If a line in the data below contains "cutting", copy it.
*** Block opens ***
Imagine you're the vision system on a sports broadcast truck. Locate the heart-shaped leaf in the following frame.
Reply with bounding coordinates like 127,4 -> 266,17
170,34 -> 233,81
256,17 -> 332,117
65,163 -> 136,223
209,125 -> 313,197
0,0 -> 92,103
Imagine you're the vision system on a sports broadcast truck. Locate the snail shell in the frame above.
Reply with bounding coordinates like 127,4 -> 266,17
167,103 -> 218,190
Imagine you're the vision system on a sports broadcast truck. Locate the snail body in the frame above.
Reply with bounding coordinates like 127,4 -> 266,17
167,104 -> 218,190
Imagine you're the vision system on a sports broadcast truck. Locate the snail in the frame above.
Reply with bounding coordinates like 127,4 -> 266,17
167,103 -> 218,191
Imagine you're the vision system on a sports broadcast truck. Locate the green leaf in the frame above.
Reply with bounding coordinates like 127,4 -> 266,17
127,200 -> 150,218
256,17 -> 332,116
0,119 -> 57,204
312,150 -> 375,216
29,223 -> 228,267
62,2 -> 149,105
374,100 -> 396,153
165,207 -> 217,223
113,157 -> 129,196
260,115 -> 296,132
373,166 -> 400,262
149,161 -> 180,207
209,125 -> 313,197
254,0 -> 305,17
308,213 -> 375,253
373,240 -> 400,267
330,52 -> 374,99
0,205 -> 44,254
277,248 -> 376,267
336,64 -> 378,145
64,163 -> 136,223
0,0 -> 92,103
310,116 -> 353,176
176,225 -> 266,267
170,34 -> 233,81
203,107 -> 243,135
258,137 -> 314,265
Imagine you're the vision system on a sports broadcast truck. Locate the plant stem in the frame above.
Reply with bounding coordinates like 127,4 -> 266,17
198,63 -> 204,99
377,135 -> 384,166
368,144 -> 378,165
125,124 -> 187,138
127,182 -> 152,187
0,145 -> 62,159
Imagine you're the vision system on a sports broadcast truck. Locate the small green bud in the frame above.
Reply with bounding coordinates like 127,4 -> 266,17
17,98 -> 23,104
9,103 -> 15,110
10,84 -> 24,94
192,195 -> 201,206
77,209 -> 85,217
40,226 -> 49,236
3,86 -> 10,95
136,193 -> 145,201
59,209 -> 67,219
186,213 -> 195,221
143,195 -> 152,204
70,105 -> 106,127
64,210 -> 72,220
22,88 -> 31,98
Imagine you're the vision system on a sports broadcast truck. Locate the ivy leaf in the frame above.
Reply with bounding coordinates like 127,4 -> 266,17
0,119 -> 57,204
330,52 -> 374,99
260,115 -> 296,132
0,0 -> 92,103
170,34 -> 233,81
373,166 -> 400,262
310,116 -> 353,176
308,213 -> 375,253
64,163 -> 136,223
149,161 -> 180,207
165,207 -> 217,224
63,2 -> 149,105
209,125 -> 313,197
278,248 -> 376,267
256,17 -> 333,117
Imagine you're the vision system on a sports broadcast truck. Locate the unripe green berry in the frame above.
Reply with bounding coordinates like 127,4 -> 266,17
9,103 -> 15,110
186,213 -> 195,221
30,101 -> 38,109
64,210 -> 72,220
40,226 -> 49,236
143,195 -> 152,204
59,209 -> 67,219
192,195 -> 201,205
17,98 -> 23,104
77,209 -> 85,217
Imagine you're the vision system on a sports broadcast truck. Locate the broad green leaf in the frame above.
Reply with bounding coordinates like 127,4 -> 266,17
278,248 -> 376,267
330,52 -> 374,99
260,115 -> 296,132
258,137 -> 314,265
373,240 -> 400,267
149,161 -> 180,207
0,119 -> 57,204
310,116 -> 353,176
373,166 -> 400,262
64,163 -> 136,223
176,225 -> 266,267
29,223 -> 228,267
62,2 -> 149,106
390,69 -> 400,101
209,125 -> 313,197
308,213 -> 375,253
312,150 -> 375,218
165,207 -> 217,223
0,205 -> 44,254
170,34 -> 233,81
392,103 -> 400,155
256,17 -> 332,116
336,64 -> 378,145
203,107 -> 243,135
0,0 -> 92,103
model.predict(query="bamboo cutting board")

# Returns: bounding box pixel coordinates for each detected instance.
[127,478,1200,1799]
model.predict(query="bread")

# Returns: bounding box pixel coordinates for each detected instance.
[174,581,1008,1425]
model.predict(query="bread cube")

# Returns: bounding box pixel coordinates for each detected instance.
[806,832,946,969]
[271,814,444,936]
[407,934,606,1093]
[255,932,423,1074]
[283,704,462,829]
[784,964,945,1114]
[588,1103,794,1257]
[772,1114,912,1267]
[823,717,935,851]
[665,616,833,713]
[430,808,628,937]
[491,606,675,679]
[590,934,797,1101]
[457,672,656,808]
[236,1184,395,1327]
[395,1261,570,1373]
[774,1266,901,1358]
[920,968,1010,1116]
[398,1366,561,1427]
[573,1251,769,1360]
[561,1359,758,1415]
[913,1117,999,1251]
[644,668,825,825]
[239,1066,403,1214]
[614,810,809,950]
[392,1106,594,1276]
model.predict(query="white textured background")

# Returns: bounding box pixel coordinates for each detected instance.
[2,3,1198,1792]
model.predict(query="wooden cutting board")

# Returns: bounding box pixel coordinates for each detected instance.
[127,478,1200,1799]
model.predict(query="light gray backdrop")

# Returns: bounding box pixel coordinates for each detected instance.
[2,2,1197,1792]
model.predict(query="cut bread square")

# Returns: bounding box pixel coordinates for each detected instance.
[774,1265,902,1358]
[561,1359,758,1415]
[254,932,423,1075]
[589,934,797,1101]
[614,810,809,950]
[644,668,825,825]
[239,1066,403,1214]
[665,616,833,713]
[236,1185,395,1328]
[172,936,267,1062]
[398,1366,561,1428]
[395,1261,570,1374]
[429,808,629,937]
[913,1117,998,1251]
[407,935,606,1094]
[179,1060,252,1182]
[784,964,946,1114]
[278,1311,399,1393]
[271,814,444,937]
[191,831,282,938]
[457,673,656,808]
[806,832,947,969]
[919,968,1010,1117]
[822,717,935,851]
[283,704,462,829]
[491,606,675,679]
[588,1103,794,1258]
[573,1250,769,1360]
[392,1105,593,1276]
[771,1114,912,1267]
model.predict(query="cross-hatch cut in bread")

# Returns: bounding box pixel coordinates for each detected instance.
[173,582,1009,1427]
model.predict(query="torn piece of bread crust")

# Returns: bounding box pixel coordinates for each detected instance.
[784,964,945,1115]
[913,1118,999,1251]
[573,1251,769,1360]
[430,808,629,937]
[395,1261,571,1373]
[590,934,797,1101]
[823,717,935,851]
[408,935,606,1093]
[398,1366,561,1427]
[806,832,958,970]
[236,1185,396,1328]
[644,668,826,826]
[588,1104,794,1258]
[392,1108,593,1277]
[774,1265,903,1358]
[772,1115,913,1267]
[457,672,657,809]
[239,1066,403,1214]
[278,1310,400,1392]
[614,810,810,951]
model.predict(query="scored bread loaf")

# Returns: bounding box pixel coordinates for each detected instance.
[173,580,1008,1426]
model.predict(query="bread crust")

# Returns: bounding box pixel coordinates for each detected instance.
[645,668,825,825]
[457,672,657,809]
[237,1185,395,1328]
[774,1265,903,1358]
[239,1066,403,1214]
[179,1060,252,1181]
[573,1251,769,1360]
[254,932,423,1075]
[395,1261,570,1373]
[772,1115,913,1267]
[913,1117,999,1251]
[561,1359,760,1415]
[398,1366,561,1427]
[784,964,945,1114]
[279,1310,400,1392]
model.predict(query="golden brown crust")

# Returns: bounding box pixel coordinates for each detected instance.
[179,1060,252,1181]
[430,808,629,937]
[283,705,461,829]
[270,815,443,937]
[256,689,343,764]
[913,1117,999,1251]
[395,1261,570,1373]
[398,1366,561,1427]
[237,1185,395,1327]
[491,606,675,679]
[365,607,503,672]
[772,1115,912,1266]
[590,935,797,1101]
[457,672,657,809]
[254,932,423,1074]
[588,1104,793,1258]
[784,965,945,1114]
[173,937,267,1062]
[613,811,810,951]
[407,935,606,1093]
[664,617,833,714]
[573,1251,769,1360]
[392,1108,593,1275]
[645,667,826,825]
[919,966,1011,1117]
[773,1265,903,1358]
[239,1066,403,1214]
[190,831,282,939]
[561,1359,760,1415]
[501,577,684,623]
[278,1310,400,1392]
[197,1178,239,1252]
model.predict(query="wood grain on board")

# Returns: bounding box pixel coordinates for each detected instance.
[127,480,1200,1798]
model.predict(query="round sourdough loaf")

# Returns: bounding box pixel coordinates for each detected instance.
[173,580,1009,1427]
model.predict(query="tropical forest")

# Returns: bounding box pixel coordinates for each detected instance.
*** Block closes ***
• _SOLUTION TO THIS PROBLEM_:
model.predict(query="bamboo cutting board")
model.predict(query="wooden cutting board")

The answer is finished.